- [Problem statement]
Reproduce the data below word for word, from the line containing "# test: pointer emits one marker per instance of the distant" through the line containing "x=566 y=232", both included.

======== Material provided

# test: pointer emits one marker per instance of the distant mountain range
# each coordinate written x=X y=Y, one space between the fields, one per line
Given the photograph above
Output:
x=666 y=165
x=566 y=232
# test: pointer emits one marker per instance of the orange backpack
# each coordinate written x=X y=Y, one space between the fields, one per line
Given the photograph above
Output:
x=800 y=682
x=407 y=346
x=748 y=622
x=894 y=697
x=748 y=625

================
======== Material provided

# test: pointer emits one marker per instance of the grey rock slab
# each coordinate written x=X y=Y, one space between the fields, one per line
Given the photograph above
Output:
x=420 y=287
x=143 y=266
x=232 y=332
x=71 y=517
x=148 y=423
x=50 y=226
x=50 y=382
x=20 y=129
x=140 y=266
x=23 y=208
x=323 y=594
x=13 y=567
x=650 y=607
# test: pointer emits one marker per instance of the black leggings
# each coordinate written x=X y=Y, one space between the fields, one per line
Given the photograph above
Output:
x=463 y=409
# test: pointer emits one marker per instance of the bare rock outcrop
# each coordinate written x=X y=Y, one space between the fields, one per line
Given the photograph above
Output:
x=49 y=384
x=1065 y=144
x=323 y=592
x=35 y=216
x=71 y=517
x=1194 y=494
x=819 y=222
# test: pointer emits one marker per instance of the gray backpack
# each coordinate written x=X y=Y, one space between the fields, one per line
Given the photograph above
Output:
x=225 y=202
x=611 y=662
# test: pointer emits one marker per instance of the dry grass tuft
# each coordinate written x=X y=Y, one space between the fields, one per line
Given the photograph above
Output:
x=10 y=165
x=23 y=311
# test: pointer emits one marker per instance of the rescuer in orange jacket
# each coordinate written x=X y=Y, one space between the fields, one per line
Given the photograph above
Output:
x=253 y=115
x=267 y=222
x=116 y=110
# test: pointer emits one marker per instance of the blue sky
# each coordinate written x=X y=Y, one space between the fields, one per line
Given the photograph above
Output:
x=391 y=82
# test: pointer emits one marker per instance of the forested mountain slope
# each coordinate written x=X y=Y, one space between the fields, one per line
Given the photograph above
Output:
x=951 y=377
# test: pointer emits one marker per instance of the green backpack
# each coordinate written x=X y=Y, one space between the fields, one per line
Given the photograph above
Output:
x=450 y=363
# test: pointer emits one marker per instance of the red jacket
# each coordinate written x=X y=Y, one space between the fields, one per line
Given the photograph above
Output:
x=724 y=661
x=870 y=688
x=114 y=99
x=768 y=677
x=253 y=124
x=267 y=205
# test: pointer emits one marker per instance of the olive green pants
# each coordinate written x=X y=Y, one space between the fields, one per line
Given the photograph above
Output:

================
======== Material provided

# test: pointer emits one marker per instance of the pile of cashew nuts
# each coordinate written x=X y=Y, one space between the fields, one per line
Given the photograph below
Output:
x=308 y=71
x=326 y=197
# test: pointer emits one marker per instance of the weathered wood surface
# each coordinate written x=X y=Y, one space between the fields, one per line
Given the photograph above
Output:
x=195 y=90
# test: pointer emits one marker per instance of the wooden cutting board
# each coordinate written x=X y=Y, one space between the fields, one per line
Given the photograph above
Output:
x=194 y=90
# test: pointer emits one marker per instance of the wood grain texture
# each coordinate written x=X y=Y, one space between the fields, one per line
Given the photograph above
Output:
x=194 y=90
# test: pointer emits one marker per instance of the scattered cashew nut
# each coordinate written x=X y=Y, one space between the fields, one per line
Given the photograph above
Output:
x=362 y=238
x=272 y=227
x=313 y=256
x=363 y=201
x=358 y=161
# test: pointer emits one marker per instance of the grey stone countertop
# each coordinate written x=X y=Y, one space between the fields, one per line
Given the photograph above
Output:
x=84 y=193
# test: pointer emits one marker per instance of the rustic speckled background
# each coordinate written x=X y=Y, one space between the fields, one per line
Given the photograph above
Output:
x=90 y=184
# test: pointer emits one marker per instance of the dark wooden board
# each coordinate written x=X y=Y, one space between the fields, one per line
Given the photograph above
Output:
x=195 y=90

================

- [Solution for this problem]
# test: pointer emits one marker per instance of the distant mountain range
# each coordinate written x=X y=Y, one space between the fields, one per line
Given the photograph above
Output:
x=666 y=165
x=566 y=232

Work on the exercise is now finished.